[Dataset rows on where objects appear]
-=-=-

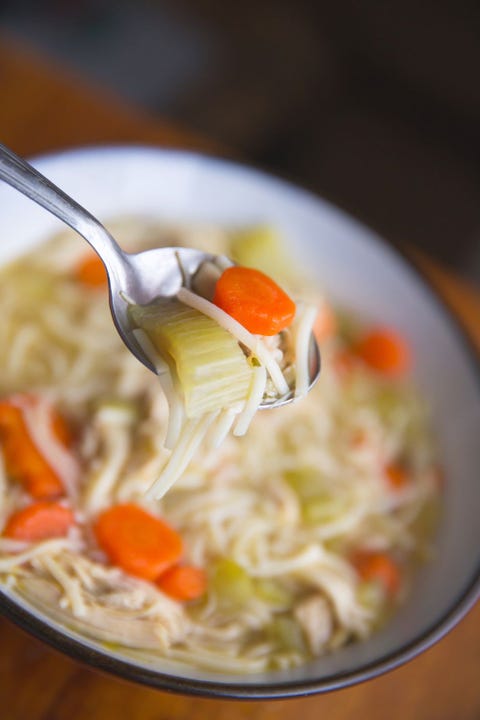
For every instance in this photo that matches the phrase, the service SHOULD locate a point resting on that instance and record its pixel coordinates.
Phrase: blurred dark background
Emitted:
(374, 104)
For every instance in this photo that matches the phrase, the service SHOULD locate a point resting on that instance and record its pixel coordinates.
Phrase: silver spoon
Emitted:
(141, 276)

-=-=-

Aim of the exercise
Reproduce the records above verbatim, omitting the pictures.

Response
For every instance in this photo that matches the phrase, the service SHOULD locate a point resting on that instance and record its pixel coordinates.
Phrase: blurred dark background
Emitted:
(374, 104)
For every instance in this photo that matches the phrase, the service SHOULD locate a point resting on that instance and record its pixel coordinates.
Phrase: silver spoon
Emitted:
(141, 276)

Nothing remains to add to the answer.